*EXERCISE GOAL:* Your task is to print all of the data word for word.

*DATASET CONTENT:*
+ + + + +
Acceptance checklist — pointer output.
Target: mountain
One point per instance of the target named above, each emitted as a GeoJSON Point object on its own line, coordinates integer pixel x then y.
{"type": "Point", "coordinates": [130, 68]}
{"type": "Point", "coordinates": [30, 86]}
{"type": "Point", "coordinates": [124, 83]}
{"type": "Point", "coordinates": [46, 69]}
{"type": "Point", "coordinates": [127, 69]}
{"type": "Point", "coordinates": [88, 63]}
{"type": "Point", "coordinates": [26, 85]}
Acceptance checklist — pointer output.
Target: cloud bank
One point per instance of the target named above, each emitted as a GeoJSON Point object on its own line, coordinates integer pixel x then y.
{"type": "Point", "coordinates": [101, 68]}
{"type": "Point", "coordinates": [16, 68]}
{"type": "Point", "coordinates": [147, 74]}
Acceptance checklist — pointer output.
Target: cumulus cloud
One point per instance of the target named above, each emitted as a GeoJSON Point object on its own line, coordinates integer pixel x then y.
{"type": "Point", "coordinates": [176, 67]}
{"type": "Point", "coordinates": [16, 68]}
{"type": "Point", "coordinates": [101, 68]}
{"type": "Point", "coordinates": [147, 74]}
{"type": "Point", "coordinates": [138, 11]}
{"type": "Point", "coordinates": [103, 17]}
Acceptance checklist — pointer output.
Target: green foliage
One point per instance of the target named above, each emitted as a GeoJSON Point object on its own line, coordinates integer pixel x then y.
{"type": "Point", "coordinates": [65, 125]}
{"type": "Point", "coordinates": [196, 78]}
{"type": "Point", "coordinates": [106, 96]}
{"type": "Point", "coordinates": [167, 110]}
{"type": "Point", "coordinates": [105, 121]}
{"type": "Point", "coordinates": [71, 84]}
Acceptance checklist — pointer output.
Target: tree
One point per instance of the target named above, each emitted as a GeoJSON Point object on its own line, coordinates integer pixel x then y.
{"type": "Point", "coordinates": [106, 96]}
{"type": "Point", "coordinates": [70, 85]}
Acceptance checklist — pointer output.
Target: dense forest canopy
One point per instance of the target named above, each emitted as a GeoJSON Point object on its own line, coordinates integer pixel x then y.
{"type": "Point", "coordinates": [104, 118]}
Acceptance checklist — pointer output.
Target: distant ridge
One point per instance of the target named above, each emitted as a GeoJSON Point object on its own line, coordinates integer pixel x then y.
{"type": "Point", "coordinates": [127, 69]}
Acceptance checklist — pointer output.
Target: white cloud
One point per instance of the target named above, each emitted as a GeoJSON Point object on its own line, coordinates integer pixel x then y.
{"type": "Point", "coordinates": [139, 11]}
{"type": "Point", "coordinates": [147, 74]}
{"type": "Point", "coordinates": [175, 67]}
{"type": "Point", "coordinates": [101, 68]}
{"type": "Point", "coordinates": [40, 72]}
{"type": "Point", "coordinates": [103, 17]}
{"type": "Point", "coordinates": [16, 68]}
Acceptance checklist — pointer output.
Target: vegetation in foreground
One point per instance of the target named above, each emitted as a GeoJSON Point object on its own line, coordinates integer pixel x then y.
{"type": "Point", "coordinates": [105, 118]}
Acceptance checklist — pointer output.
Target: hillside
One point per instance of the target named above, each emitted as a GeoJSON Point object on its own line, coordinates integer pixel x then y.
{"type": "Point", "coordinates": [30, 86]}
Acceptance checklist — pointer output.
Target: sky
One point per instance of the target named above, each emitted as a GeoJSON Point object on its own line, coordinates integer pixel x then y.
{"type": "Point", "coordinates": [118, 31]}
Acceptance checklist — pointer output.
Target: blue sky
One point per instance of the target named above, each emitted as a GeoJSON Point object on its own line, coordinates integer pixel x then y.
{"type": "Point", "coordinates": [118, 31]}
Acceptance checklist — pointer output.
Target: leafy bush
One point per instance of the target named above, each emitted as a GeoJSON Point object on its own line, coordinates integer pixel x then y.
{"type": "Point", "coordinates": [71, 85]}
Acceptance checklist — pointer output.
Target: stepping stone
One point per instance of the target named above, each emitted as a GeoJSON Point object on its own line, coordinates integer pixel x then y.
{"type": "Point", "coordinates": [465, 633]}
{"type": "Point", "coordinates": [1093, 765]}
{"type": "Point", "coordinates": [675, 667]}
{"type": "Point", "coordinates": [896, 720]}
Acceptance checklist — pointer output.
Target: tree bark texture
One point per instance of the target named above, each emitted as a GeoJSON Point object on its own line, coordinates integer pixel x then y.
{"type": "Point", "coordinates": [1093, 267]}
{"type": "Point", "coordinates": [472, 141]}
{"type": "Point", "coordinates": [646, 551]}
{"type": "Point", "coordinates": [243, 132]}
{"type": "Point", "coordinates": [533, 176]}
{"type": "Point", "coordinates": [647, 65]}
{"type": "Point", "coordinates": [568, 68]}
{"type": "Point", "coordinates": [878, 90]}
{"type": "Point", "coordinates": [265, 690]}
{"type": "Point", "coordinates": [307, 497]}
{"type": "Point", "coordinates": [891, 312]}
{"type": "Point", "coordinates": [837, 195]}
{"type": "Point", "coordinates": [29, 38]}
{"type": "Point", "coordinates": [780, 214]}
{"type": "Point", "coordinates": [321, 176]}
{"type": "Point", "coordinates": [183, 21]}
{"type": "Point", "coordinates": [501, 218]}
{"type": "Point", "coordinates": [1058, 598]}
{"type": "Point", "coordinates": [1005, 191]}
+ + + + +
*EXPECTED ANSWER:*
Acceptance checklist — pointer output.
Target: mountain
One point per instance of the target named above, each emitted as a GeoJSON Point object on its own line, coordinates integer pixel x then y.
{"type": "Point", "coordinates": [130, 68]}
{"type": "Point", "coordinates": [30, 86]}
{"type": "Point", "coordinates": [124, 83]}
{"type": "Point", "coordinates": [46, 69]}
{"type": "Point", "coordinates": [127, 69]}
{"type": "Point", "coordinates": [88, 63]}
{"type": "Point", "coordinates": [26, 85]}
Acceptance checklist — pointer output.
Target: cloud bank
One point per instance of the target named above, each emitted as a GeoJSON Point object on its own line, coordinates integer pixel x then y.
{"type": "Point", "coordinates": [101, 68]}
{"type": "Point", "coordinates": [16, 68]}
{"type": "Point", "coordinates": [147, 74]}
Acceptance checklist — pointer output.
Target: cumulus cloud
One point per instance of the target named above, each emitted as a GeoJSON Point object on its own line, coordinates integer pixel x then y.
{"type": "Point", "coordinates": [176, 67]}
{"type": "Point", "coordinates": [16, 68]}
{"type": "Point", "coordinates": [101, 68]}
{"type": "Point", "coordinates": [147, 74]}
{"type": "Point", "coordinates": [138, 11]}
{"type": "Point", "coordinates": [103, 17]}
Acceptance checklist — pointer output.
Target: green foliage
One point per instance of the target named above, each emitted as a GeoJSON Point object on its own line, coordinates integer pixel x then y.
{"type": "Point", "coordinates": [65, 125]}
{"type": "Point", "coordinates": [196, 78]}
{"type": "Point", "coordinates": [106, 96]}
{"type": "Point", "coordinates": [167, 110]}
{"type": "Point", "coordinates": [105, 121]}
{"type": "Point", "coordinates": [71, 84]}
Acceptance checklist — pointer output.
Target: tree
One point per instance of the target named above, each emitted as a GeoJSON Point object on its own line, coordinates integer pixel x then y.
{"type": "Point", "coordinates": [106, 96]}
{"type": "Point", "coordinates": [70, 85]}
Acceptance checklist — pointer output.
Target: dense forest canopy
One point per instance of the target named above, each emitted as a GeoJSON Point object on its own line, coordinates integer pixel x then y.
{"type": "Point", "coordinates": [104, 118]}
Acceptance checklist — pointer output.
Target: distant ridge
One point per instance of the target named above, each emitted as a GeoJSON Point object on its own line, coordinates integer pixel x then y.
{"type": "Point", "coordinates": [127, 69]}
Acceptance checklist — pointer output.
Target: white cloud
One point per instance of the target named above, each emitted as a GeoJSON Point object on its own line, coordinates integer pixel x then y.
{"type": "Point", "coordinates": [139, 11]}
{"type": "Point", "coordinates": [147, 74]}
{"type": "Point", "coordinates": [175, 67]}
{"type": "Point", "coordinates": [101, 68]}
{"type": "Point", "coordinates": [40, 72]}
{"type": "Point", "coordinates": [103, 17]}
{"type": "Point", "coordinates": [16, 68]}
Acceptance checklist — pointer output.
Target: vegetation in foreground
One point per instance of the target named above, each emitted as a GeoJSON Point object on its own line, coordinates integer pixel x then y.
{"type": "Point", "coordinates": [105, 118]}
Acceptance checklist — pointer output.
Target: hillside
One point per instance of the target named above, each emitted as a GeoJSON Point object on its own line, coordinates integer pixel x then y.
{"type": "Point", "coordinates": [30, 86]}
Acceptance checklist — pointer output.
Target: sky
One point per instance of the target named above, each emitted as a GeoJSON Point object on its own line, coordinates integer pixel x then y.
{"type": "Point", "coordinates": [118, 31]}
Acceptance checklist — pointer output.
Target: blue sky
One point per instance of the target named above, each emitted as a GeoJSON Point object on its own line, coordinates integer pixel x then y.
{"type": "Point", "coordinates": [118, 31]}
Acceptance checklist — pointer output.
Target: leafy bush
One point per instance of the target named above, each emitted as a GeoJSON Point object on its own line, coordinates integer pixel x then y.
{"type": "Point", "coordinates": [71, 85]}
Acceptance checklist — pointer output.
Target: stepping stone
One point per instance of the target named above, each emitted as a GeoJSON Point object on its own line, coordinates integer pixel x then y.
{"type": "Point", "coordinates": [465, 633]}
{"type": "Point", "coordinates": [1093, 765]}
{"type": "Point", "coordinates": [675, 667]}
{"type": "Point", "coordinates": [896, 720]}
Acceptance checklist — pointer output.
Target: tree bark texture
One point per instance of the target named above, each emitted as a GeoJSON Point object on its own line, coordinates integer pixel x then y.
{"type": "Point", "coordinates": [1093, 267]}
{"type": "Point", "coordinates": [472, 141]}
{"type": "Point", "coordinates": [646, 551]}
{"type": "Point", "coordinates": [243, 132]}
{"type": "Point", "coordinates": [533, 176]}
{"type": "Point", "coordinates": [647, 65]}
{"type": "Point", "coordinates": [568, 68]}
{"type": "Point", "coordinates": [878, 90]}
{"type": "Point", "coordinates": [265, 690]}
{"type": "Point", "coordinates": [307, 497]}
{"type": "Point", "coordinates": [891, 312]}
{"type": "Point", "coordinates": [837, 195]}
{"type": "Point", "coordinates": [29, 38]}
{"type": "Point", "coordinates": [780, 214]}
{"type": "Point", "coordinates": [321, 176]}
{"type": "Point", "coordinates": [183, 21]}
{"type": "Point", "coordinates": [501, 218]}
{"type": "Point", "coordinates": [1058, 598]}
{"type": "Point", "coordinates": [1005, 191]}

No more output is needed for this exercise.